[Input material]
=== Section Start ===

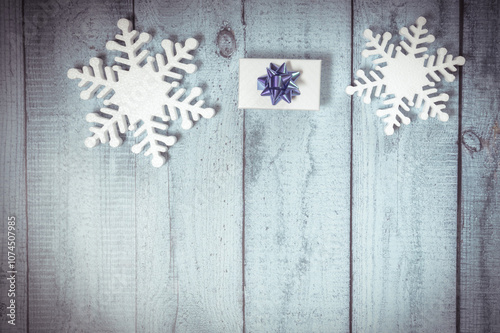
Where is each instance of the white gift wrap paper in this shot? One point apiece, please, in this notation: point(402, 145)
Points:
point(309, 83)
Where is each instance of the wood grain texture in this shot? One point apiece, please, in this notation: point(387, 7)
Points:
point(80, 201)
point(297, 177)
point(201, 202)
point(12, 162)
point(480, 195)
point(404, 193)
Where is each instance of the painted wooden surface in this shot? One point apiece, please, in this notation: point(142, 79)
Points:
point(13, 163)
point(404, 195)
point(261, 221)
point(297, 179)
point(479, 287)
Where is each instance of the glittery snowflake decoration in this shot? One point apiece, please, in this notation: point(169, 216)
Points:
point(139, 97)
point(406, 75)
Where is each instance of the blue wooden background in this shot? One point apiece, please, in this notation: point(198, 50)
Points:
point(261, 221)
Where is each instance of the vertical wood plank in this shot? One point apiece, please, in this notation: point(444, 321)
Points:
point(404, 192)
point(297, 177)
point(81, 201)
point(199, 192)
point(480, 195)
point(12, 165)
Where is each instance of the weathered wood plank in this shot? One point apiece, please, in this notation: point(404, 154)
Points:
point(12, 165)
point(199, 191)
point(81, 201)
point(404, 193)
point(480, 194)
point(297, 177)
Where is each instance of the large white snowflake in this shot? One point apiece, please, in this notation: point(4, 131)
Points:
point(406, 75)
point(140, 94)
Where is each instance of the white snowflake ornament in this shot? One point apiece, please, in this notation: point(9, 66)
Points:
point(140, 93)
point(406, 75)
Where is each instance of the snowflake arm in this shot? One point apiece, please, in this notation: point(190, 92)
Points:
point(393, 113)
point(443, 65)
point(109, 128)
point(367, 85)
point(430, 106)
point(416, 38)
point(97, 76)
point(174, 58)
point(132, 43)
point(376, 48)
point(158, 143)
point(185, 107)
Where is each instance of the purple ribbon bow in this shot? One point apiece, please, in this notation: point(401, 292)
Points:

=== Section End ===

[Exercise instructions]
Copy out all of the data word for word. Do not carry over any picture.

[Answer to the problem]
Where is each instance of the white gift wrap paper in this shot? One point apiece, please, in this notation: point(402, 145)
Points:
point(309, 83)
Where is each instance of the wood grain texture in this shot? One point apiece, please, in this notation: point(387, 7)
Points:
point(80, 201)
point(297, 177)
point(201, 202)
point(12, 162)
point(480, 195)
point(404, 193)
Where is each instance of the painted wooden surface in this shot? One point apiece, please, in this notation: point(142, 79)
Points:
point(13, 163)
point(404, 195)
point(261, 221)
point(297, 179)
point(479, 287)
Where is each instance of the glittery snowflake decoration in this shot? One point apiece, please, in this notation: point(169, 216)
Points:
point(139, 97)
point(406, 75)
Where is each instance of the blue wooden background in this shot? One point apiece, please, in this notation: point(198, 50)
Points:
point(261, 221)
Where is each instance of the vertical wood plank in this shot? One point apiece, please, in this notation: point(444, 321)
Points:
point(404, 192)
point(297, 177)
point(81, 201)
point(199, 192)
point(480, 195)
point(12, 165)
Where is each instance of the weathered wood plank in this shot? One point apiece, please, in this notation: point(404, 154)
Points:
point(12, 165)
point(199, 191)
point(81, 201)
point(404, 193)
point(480, 194)
point(297, 177)
Where is each instance of the large white snowflake in this shot? One point apiece, please, in this notation: point(4, 131)
Points:
point(406, 75)
point(140, 94)
Where is each instance of the white snowflake ornament in this shot? One point apiece, please, in this notation: point(9, 66)
Points:
point(140, 93)
point(406, 75)
Where is each instance of the snowflake arm in this shot? One point apiece, please, in this notation: point(190, 92)
Points:
point(393, 113)
point(443, 65)
point(109, 128)
point(367, 85)
point(430, 106)
point(416, 38)
point(97, 76)
point(174, 58)
point(132, 43)
point(376, 48)
point(158, 143)
point(185, 107)
Where is each instance of the purple ribbon bow in this shot? One point apiece, please, in this notation: point(401, 292)
Points:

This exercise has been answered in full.